▶ [Exercise data]:
-*-
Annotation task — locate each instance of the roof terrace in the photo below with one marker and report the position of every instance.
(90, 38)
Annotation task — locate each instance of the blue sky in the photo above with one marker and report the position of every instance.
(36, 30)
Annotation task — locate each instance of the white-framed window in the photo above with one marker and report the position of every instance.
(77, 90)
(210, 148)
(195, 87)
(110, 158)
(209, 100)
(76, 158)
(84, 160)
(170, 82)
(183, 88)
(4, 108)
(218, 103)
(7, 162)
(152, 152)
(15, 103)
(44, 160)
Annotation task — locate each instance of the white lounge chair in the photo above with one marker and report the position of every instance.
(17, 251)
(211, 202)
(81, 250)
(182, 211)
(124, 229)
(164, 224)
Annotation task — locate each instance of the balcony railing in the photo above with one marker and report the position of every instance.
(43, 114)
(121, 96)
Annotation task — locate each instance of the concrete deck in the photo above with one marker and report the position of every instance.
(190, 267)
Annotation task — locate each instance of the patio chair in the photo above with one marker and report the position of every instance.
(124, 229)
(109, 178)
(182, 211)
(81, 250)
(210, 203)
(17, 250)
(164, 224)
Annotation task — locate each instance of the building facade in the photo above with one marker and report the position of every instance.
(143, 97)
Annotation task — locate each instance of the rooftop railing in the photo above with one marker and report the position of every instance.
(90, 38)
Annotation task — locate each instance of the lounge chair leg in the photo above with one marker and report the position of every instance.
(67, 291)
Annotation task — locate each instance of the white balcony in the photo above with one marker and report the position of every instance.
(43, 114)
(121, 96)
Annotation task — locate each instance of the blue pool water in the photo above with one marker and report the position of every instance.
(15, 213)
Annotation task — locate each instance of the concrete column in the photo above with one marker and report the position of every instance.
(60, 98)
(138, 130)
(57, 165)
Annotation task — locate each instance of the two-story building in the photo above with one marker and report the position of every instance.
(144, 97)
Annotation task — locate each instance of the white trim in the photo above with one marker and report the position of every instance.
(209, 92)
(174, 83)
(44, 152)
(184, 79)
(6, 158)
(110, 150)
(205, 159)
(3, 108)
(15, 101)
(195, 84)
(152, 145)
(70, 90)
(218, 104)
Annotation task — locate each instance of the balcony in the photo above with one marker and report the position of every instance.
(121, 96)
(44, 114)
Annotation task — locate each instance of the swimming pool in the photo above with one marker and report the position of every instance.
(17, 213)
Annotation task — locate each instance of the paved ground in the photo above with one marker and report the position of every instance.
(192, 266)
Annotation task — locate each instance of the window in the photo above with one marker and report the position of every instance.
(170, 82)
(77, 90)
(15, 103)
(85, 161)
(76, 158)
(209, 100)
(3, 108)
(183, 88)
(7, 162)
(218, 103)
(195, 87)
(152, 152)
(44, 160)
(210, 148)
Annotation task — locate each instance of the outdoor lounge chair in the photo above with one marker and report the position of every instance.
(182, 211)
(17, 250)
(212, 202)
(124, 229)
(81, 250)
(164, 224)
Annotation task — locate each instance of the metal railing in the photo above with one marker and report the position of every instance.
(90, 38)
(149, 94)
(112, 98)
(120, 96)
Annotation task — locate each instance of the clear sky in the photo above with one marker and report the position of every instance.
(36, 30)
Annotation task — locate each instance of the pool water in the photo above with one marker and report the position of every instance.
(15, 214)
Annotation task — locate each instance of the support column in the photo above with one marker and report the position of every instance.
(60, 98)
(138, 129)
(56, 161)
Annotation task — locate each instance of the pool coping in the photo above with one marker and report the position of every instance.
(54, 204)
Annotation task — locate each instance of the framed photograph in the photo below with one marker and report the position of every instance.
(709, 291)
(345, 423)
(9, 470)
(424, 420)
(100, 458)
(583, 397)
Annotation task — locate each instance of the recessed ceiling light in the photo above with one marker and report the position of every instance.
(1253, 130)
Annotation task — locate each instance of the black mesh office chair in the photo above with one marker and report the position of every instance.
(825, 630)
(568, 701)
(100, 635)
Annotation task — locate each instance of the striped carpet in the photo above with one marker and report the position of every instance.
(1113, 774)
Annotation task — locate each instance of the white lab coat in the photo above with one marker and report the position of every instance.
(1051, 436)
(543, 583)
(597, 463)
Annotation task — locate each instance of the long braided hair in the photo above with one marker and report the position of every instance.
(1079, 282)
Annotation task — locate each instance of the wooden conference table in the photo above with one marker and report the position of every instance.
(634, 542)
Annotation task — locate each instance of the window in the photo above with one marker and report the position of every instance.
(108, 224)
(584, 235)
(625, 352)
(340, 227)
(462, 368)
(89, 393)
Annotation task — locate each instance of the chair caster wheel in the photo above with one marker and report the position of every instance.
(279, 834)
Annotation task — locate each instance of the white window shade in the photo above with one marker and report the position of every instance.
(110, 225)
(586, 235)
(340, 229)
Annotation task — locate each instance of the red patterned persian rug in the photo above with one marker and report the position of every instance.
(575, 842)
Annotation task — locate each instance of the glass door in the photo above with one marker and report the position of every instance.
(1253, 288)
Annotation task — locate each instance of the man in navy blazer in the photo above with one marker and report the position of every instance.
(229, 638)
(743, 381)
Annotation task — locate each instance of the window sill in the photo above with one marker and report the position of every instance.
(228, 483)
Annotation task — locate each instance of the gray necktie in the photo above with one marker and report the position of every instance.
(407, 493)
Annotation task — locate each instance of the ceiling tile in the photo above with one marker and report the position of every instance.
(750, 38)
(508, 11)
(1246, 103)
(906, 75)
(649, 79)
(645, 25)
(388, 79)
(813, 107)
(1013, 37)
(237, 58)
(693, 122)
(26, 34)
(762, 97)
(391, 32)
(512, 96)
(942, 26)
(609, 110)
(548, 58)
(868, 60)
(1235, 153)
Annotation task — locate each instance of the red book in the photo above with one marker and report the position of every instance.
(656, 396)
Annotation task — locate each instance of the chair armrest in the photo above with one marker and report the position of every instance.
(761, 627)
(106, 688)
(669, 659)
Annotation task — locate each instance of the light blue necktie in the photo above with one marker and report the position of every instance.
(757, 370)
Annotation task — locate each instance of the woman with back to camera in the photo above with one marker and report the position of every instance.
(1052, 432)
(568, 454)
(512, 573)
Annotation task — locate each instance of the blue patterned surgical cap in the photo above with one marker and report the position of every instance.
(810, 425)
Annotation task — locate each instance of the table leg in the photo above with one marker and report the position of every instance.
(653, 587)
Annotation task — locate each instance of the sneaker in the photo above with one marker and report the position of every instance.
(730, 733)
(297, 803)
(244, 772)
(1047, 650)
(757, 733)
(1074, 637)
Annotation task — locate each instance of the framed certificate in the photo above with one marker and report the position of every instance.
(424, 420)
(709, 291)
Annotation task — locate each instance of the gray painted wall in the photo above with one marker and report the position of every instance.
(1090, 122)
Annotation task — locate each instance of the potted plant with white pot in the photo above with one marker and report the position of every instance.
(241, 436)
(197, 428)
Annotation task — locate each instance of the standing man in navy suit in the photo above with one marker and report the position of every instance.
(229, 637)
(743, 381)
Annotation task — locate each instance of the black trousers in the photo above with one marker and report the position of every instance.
-*-
The entries shown above should be copied out word for word.

Annotation task — locate each instance of the roof terrace in the photo below with one marker and report the position of every instance.
(90, 38)
Annotation task — locate each instance of the blue sky in the photo above with one marker and report the position of every instance.
(36, 30)
Annotation task — locate each instance of the white-framed window in the photo above with one marker and report the position of every instance.
(77, 90)
(210, 148)
(195, 87)
(110, 158)
(209, 100)
(76, 158)
(84, 160)
(170, 82)
(183, 88)
(4, 108)
(218, 103)
(7, 162)
(152, 152)
(15, 103)
(44, 160)
Annotation task — locate each instance of the white lounge chair in the photo above with one marker and report the position of every instance.
(17, 251)
(211, 202)
(81, 250)
(182, 211)
(124, 229)
(164, 224)
Annotation task — locate each instance of the balcony railing in the photo above with one marker and report the position of every instance.
(43, 114)
(121, 96)
Annotation task — locate each instance of the concrete deck in the photo above with one marker and report the position of every instance.
(190, 267)
Annotation task — locate each instance of the patio chair in the photo above with one marker and report the position of every instance.
(124, 229)
(109, 178)
(182, 211)
(81, 250)
(210, 203)
(17, 250)
(164, 224)
Annotation task — locate each instance of the building facade in the photo above with one marker and report the position of every instance.
(143, 97)
Annotation task — locate each instance of the rooftop railing in the photo above with one marker and report the position of every instance.
(90, 38)
Annotation task — locate each instance of the lounge chair leg in the photo above with one marker and report the position of every instance.
(67, 291)
Annotation task — locate each instance of the white balcony in the photo above with one marker and report the position of every instance.
(43, 114)
(121, 96)
Annotation task — locate each instance of the blue pool water in the photo above with one marker and report the position of every instance.
(15, 213)
Annotation task — locate each instance of the concrete column in the photo above with one marker and report the position of every instance.
(60, 98)
(138, 130)
(57, 165)
Annotation task — locate each instance of the two-story building in the photo above with one marker and report the position of every instance.
(144, 97)
Annotation task — locate each instance of the white trim in the photo above with one marker and report the position of every instance.
(209, 92)
(174, 83)
(44, 152)
(184, 79)
(6, 158)
(110, 150)
(205, 159)
(3, 108)
(15, 101)
(195, 84)
(152, 145)
(70, 90)
(218, 104)
Annotation task — locate each instance of the balcony in the photo above with one marker and report the position of every instance.
(121, 96)
(44, 114)
Annotation task — locate each instance of the swimming pool in the photo above with one marker and report the position of every instance.
(17, 213)
Annotation task — locate each instance of the paved ground in the photo above with one marker and report the position of every instance.
(192, 266)
Annotation task — locate each instance of the window in the photo above with one marker and report the position of every instance.
(170, 82)
(77, 90)
(15, 103)
(85, 161)
(76, 158)
(209, 100)
(3, 108)
(183, 88)
(7, 162)
(218, 103)
(195, 87)
(152, 152)
(44, 160)
(210, 148)
Annotation task — locate each instance of the outdoor lounge chair in the photo above with one marker and report the position of every instance.
(182, 211)
(17, 250)
(212, 202)
(124, 229)
(81, 250)
(164, 224)
Annotation task — locate each instance of the metal railing in the photo above with one marker and report the position of every instance.
(90, 38)
(149, 94)
(112, 98)
(120, 96)
Annotation task — locate each instance of the clear sky in the photo above with one marker and report the position of every instance.
(36, 30)
Annotation task — locate each instance of the pool water in the photo above with one marker and report the position of every instance.
(15, 214)
Annotation task — locate each instance of the support column in the photo above with one marker and report the position of every instance.
(60, 98)
(138, 129)
(56, 161)
Annotation task — locate each instance of the pool coping in the photo above with one marker and report the position of every instance.
(54, 204)
Annotation task — locate each instance of the framed photograph in the photo below with one marker and report the position of every instance.
(709, 291)
(345, 423)
(9, 470)
(424, 420)
(100, 458)
(583, 397)
Annotation task — locate each instance of the recessed ceiling light in the photo above with one marker and report the position of every instance.
(1253, 130)
Annotation task — locate each instance of the black mesh office chair in the photo above with one marker and report the position of every instance.
(825, 630)
(568, 701)
(100, 635)
Annotation task — locate each instance of the striped carpet in the photo above with one marker and report the position of every instance.
(1113, 774)
Annotation task — locate each instance of the white lab coat in the photo above with one marker and report the position of every instance.
(1051, 436)
(543, 583)
(597, 463)
Annotation task — locate each instance of the long braided hair in the photo above with one marker and report the position of every instance.
(1079, 282)
Annotation task — locate each instance of the wooden conference table in the photo above with one marker and report the position of every instance.
(634, 542)
Annotation task — locate each instance of the window in the photo above with one marker and report the position of every instance.
(108, 224)
(584, 235)
(625, 352)
(340, 227)
(462, 368)
(89, 393)
Annotation task — locate each instance of the chair caster wheel in the photo above with one marker and report the position of every instance.
(279, 834)
Annotation task — locate each instance of the white window shade in the photo above with one marker and report the position of every instance.
(110, 225)
(586, 235)
(340, 229)
Annotation task — locate each instance of the red patterned persian rug in the photo above with one marker and report the position of every instance.
(575, 842)
Annotation task — locate each instance of the glass door in the photo above with one marker and report the position of every instance.
(1253, 288)
Annotation task — locate each instance of the man in navy blazer in the photo above with one marker and report the position of every instance.
(229, 638)
(743, 381)
Annotation task — locate each instance of the window sill in the photo above with one marker and report the position of every instance.
(228, 483)
Annotation task — locate each instance of the gray necktie in the photo above with one marker and report the position of every instance.
(407, 493)
Annotation task — locate each instance of the ceiling tile in the photo above with one marker and report the position of every instance.
(750, 38)
(508, 11)
(1246, 103)
(906, 75)
(649, 79)
(645, 25)
(388, 79)
(813, 107)
(1013, 37)
(237, 58)
(693, 122)
(26, 34)
(762, 97)
(391, 32)
(512, 96)
(942, 26)
(609, 110)
(548, 58)
(868, 60)
(1235, 153)
Annotation task — locate each instance of the red book in the photo above with one marker and report the position of every instance.
(656, 396)
Annotation task — locate each instance of the chair armrest in the photo above with one marker and report the position of every instance.
(761, 627)
(106, 688)
(669, 659)
Annotation task — locate each instance of the light blue necktie in the photo above with one marker and report the position of every instance.
(757, 370)
Annotation task — locate each instance of the woman with back to camera in the photo above with one marker and report the position of every instance.
(1052, 432)
(568, 454)
(512, 573)
Annotation task — locate each instance of the blue patterned surgical cap in the photo above with one marker and report the position of every instance.
(810, 425)
Annotation task — locate each instance of the table leg in the photo above with one marker and report the position of every instance.
(653, 587)
Annotation task — locate each instance of the sneaker in the photo above with one marker and report the position of every instance.
(730, 733)
(297, 803)
(244, 772)
(1047, 650)
(757, 733)
(1074, 637)
Annotation task — locate each instance of the framed certificate in the photo above with one marker and report the position of every instance.
(424, 420)
(709, 291)
Annotation task — locate each instance of the gray painted wall in the photo above with one marker and report the position of every instance.
(1090, 122)
Annotation task — locate each instance of the potted plant with white pot in the photo above with one marker and report the position of every instance.
(241, 436)
(197, 428)
Annotation task — locate each instance of the standing man in navy suit in the photo above with one marker and report the position of every instance.
(229, 637)
(743, 381)
Annotation task — locate each instance of the black trousers in the photo above with one marker and report the position of every instance.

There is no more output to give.